What you will do →
Reproduce the stretch of the shared memory post below from "Size: 10240" through "such an error?".

Text →
____
Size limit on dynamic allocated shared memory

I have this simple piece of code:

dim3 gridDim(count_useful / numGroupPerBlock,1);

			dim3 blockDim(numGroupPerBlock,8);

			printf("Size:%d\n",5*numGroupPerBlock*8*sizeof(u64));

			processParallelMessagesBalanced<<<gridDim,blockDim,5*numGroupPerBlock*8*sizeof(u64)>>>

			(d_chunkPointer,numBlocks_loc[0],d_numText,numGroupPerBlock);

			printf("Error: %s\n",cudaGetErrorString(cudaGetLastError()));

The variables have the following values:

count_useful = 32

numGroupPerBlock = 32

The program prints:

Size: 10240

Error:out of memory

In the kernel code there is a variable declared as following;

extern shared u64 balanced;

which I use for computation. From what I know there is a size limit on shared memory of 16KB so why the program gives me such an error?
____
(Entries on locating named things)
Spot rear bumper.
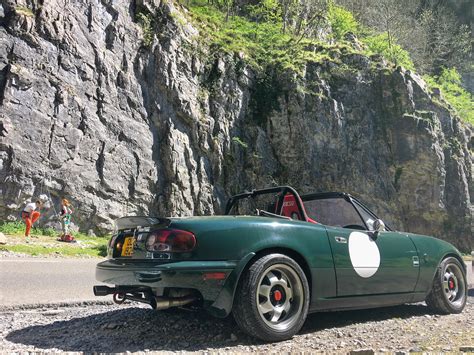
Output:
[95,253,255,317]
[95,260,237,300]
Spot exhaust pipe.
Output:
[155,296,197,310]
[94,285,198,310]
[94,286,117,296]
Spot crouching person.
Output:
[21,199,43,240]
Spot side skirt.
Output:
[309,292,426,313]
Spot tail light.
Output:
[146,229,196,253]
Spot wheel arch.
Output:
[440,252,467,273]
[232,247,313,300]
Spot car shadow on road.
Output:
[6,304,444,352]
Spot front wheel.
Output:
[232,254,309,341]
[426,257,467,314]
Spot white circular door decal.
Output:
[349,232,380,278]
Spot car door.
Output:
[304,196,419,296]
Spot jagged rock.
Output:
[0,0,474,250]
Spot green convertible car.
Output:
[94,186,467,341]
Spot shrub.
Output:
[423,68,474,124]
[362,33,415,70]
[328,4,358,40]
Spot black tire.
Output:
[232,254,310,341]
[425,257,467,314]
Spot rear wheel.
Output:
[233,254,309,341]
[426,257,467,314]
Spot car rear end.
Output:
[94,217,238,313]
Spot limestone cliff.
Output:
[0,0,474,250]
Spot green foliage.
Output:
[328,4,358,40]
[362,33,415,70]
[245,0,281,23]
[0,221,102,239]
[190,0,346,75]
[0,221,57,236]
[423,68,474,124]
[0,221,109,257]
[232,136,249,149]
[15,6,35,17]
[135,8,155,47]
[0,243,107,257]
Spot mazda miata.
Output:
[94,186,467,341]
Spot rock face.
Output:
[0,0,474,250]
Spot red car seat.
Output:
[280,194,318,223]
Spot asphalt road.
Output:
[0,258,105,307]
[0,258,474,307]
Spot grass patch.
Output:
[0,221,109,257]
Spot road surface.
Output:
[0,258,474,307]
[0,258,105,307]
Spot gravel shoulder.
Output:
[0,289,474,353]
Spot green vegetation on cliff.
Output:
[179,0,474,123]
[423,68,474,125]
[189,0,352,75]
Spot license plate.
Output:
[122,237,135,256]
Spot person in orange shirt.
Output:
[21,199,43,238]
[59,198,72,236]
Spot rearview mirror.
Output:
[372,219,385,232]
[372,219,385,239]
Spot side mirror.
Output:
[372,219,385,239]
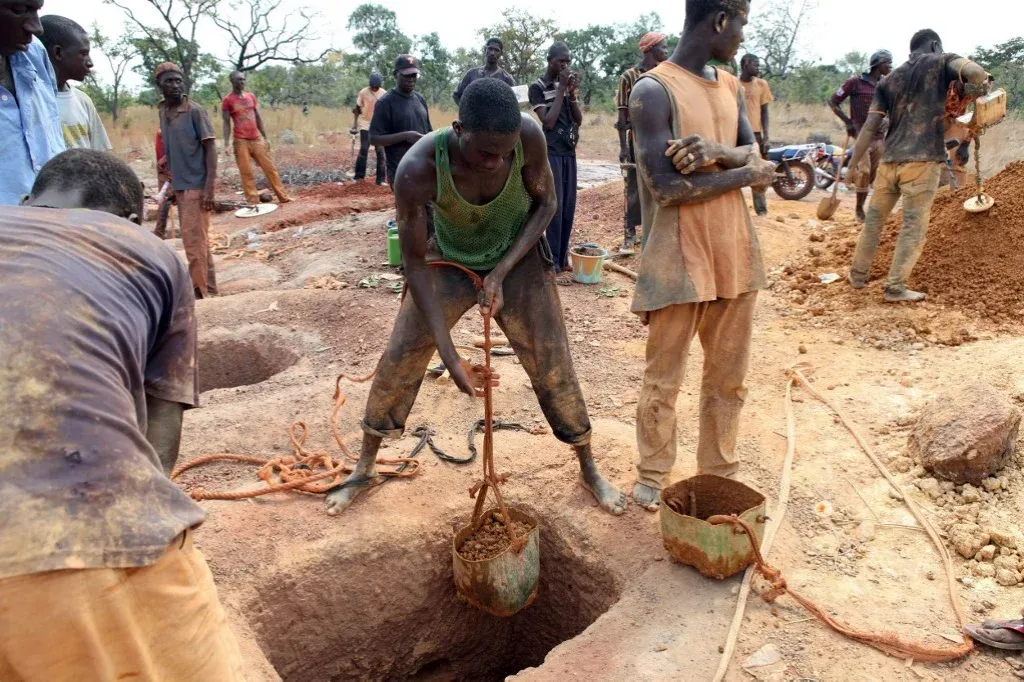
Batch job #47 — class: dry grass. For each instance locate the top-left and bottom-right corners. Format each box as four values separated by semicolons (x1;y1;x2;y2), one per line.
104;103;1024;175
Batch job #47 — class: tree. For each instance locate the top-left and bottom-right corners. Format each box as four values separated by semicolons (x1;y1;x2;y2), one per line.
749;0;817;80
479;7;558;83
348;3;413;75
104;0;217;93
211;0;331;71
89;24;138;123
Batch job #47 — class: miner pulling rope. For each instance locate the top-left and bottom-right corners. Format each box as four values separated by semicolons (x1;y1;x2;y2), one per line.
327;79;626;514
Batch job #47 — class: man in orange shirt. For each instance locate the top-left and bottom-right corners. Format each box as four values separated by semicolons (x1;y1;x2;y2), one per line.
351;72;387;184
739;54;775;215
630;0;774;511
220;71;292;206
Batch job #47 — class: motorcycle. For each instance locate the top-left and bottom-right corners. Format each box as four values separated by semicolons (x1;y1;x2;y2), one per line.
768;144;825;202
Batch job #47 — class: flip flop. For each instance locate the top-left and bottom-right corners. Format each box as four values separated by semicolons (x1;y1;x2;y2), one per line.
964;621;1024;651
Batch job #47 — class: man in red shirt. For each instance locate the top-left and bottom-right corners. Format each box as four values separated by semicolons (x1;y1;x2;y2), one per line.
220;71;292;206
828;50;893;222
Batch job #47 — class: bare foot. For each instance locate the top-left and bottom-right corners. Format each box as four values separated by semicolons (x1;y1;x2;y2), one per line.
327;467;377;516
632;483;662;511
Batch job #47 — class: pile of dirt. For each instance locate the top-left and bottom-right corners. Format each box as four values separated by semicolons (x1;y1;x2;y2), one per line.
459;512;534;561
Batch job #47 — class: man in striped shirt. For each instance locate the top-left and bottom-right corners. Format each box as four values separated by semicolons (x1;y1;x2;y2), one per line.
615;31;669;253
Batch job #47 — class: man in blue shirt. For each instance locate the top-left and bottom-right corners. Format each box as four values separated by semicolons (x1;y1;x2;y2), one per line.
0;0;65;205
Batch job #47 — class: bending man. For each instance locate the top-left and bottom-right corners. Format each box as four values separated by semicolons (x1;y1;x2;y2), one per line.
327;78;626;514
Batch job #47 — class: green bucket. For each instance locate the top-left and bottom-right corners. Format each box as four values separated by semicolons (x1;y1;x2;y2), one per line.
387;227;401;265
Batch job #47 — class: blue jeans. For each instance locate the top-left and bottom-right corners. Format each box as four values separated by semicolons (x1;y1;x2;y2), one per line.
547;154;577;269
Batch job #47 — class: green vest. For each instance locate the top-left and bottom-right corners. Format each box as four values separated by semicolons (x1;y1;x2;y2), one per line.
____
Finished task →
Size: 10240

Error:out of memory

In the kernel code there is a variable declared as following;

extern shared u64 balanced;

which I use for computation. From what I know there is a size limit on shared memory of 16KB so why the program gives me such an error?